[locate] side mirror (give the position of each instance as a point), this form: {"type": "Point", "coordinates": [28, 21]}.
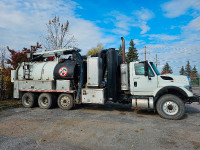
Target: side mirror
{"type": "Point", "coordinates": [146, 68]}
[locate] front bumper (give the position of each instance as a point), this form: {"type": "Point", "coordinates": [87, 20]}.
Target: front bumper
{"type": "Point", "coordinates": [194, 98]}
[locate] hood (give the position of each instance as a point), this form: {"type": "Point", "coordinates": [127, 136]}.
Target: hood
{"type": "Point", "coordinates": [176, 78]}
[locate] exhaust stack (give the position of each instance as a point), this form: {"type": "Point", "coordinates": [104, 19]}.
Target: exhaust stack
{"type": "Point", "coordinates": [123, 49]}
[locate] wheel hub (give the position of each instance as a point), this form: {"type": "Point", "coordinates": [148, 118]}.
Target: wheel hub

• **Your task**:
Put every line of the rows above into a numbered list, omitting blank lines and the pictures.

• **Completed exercise**:
1. [locate] side mirror (give the position of each instance as a point), this form: {"type": "Point", "coordinates": [28, 21]}.
2. Target: side mirror
3. {"type": "Point", "coordinates": [146, 68]}
4. [locate] front bumper (give the position of each instance as a point), this form: {"type": "Point", "coordinates": [87, 20]}.
5. Target: front bumper
6. {"type": "Point", "coordinates": [194, 98]}
7. [locate] hood (give the position of each instance as a point), this form: {"type": "Point", "coordinates": [127, 136]}.
8. Target: hood
9. {"type": "Point", "coordinates": [176, 78]}
10. [locate] exhaust stack (give the position of each instance as a point), this form: {"type": "Point", "coordinates": [104, 19]}.
11. Target: exhaust stack
12. {"type": "Point", "coordinates": [123, 49]}
13. [locate] wheel hub (give the position of each instance as a point), this form: {"type": "Point", "coordinates": [148, 118]}.
14. Target: wheel hub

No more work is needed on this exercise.